### Extracted information
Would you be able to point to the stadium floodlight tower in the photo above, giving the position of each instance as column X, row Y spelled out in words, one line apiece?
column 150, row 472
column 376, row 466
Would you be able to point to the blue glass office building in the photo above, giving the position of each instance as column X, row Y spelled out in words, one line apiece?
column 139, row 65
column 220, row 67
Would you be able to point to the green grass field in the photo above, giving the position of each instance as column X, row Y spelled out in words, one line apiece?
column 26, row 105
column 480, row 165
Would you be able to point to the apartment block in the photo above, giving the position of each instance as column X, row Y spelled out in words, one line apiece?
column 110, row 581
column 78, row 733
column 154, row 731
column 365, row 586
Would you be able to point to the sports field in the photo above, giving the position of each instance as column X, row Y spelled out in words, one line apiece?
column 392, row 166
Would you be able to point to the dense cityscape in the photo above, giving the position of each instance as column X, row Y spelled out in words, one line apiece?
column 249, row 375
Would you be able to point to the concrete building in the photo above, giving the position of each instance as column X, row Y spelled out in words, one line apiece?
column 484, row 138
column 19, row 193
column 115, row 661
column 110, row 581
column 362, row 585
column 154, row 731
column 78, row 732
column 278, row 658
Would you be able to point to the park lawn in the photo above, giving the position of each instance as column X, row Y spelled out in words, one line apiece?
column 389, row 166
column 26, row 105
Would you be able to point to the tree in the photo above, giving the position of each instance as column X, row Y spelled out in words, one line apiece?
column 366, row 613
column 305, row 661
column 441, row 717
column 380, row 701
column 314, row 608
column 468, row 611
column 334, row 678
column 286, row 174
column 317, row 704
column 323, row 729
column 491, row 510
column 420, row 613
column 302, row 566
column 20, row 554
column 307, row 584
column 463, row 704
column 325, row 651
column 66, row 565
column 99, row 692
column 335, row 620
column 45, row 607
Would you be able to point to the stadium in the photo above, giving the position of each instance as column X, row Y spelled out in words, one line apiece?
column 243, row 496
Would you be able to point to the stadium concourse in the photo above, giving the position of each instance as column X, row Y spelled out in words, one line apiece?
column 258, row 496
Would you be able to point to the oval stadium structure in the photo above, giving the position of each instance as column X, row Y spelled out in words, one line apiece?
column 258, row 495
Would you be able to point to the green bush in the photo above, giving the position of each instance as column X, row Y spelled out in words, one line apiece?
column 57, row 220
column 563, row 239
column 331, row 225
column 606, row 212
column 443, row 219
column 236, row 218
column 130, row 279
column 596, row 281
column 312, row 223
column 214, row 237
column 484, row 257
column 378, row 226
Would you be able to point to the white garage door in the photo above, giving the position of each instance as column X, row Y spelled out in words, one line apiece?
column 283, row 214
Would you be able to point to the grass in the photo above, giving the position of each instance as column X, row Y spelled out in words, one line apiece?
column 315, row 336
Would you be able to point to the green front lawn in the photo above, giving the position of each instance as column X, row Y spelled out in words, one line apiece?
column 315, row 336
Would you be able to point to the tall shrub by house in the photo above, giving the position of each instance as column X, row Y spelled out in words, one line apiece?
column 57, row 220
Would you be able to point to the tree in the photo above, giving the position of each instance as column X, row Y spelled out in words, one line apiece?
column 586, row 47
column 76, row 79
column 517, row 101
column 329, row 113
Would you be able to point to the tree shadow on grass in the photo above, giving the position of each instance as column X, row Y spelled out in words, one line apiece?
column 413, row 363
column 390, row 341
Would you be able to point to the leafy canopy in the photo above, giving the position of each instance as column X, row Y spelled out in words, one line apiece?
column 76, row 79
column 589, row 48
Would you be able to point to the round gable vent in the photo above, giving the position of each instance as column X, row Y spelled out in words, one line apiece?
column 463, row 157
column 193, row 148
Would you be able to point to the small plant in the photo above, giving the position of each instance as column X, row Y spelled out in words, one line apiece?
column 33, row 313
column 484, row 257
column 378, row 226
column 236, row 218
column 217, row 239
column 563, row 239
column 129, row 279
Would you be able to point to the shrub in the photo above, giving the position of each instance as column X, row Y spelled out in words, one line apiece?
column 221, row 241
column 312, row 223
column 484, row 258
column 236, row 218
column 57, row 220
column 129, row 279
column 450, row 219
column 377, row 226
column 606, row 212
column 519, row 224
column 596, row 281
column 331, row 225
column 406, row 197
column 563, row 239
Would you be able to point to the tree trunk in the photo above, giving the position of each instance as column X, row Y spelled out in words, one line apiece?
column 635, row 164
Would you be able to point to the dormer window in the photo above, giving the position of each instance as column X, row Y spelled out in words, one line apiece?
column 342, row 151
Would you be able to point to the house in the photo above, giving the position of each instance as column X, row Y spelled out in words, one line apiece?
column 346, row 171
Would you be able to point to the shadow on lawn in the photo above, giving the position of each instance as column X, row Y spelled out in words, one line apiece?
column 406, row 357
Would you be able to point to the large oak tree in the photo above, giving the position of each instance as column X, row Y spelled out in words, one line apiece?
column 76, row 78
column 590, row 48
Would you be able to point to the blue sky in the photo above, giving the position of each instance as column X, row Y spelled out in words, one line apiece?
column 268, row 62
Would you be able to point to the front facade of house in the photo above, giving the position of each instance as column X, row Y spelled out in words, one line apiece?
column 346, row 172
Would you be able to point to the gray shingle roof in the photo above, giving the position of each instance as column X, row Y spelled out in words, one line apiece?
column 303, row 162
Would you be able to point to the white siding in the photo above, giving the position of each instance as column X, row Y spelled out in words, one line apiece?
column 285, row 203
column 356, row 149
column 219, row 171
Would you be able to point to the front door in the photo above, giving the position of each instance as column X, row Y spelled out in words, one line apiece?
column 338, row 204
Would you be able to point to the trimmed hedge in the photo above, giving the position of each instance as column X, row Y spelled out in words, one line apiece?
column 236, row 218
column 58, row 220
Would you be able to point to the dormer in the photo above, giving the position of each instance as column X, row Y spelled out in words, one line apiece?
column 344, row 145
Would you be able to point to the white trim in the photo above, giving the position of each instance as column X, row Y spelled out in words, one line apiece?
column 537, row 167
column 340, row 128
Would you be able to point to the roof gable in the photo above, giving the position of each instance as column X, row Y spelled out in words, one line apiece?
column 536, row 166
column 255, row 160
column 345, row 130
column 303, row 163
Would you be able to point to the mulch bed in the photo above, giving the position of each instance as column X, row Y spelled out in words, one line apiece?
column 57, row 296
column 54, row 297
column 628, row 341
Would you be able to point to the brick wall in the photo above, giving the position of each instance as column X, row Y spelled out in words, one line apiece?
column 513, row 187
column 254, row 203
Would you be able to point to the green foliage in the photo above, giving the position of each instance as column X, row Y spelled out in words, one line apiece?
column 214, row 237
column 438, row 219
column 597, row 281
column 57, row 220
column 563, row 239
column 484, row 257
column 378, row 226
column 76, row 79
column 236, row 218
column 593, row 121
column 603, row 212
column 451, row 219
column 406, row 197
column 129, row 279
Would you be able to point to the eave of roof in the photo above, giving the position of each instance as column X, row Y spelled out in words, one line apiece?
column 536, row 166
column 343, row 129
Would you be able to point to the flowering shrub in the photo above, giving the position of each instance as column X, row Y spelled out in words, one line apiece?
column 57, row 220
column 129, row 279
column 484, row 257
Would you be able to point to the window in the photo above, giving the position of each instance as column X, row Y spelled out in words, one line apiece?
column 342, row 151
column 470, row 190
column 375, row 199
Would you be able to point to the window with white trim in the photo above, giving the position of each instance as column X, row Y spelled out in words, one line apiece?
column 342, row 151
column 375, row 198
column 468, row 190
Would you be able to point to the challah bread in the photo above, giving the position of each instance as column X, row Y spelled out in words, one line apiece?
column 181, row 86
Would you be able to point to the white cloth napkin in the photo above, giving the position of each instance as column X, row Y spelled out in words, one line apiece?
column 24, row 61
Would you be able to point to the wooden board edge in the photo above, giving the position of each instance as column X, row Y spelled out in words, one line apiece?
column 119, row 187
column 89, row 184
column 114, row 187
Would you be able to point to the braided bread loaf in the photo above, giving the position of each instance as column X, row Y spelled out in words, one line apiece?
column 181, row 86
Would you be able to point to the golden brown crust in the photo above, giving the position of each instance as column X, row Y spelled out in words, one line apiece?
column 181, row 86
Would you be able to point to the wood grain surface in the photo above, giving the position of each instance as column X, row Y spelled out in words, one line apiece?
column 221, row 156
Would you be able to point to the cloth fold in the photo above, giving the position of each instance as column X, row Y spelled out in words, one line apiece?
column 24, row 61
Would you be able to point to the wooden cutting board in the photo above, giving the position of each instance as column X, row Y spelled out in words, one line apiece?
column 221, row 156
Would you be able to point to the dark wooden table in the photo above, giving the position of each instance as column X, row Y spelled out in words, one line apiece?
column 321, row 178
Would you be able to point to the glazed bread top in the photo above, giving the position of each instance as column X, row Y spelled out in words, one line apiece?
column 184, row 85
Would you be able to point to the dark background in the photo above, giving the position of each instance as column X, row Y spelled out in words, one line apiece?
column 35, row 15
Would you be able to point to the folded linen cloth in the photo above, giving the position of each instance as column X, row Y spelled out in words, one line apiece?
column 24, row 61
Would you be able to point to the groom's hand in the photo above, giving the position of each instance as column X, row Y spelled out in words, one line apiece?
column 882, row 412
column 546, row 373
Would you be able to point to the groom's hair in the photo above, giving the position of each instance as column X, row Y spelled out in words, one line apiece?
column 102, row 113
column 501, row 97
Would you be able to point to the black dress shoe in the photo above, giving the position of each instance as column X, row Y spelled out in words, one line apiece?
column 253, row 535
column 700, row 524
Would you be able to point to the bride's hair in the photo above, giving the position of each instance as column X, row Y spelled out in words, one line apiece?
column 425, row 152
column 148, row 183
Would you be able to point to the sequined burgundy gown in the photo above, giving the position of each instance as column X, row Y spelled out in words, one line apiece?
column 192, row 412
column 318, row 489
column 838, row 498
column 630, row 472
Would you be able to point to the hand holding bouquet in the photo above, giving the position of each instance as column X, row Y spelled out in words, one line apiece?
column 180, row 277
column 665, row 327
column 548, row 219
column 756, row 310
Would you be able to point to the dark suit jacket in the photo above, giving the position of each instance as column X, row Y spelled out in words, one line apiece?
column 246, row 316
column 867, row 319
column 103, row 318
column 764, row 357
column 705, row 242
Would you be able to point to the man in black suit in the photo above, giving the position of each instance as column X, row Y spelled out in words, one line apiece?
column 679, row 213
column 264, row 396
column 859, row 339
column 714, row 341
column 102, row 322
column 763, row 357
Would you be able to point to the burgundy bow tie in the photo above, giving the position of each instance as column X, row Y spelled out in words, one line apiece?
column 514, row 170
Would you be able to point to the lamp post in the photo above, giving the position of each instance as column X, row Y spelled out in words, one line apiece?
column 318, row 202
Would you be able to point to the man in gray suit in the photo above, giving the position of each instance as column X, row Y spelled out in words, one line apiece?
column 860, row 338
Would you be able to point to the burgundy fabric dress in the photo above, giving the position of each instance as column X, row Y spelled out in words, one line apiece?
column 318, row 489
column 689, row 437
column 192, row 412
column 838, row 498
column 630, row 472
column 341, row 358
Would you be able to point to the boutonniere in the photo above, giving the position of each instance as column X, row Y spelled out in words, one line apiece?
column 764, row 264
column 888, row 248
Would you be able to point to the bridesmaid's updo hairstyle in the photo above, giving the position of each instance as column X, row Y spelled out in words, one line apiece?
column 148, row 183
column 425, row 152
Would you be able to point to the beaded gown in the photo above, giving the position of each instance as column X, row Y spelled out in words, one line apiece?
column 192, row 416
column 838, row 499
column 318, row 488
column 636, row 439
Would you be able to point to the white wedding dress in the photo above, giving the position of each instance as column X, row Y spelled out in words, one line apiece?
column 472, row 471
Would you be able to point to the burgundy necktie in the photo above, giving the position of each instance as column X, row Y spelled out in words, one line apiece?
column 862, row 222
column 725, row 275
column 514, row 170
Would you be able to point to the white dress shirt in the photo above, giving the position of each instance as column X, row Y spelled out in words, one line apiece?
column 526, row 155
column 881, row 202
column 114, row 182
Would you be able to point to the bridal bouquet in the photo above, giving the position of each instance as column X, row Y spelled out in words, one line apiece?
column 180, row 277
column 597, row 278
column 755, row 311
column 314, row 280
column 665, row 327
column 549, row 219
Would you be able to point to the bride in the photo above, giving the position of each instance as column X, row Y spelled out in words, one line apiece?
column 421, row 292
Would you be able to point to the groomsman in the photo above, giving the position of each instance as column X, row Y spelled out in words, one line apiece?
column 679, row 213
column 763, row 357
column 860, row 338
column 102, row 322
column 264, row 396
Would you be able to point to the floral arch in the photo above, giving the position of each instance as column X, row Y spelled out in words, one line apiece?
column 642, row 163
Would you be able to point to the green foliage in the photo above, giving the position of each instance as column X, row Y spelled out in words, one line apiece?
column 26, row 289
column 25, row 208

### Goal
Copy out the entries above verbatim, starting at the line that contains "Would you be able to point to the dense" and ending after the line that contains "column 249, row 375".

### Exercise solution
Would you be able to point to the dense cityscape in the photo above, giving the position of each instance as column X, row Y spelled out in words, one line apiece?
column 249, row 375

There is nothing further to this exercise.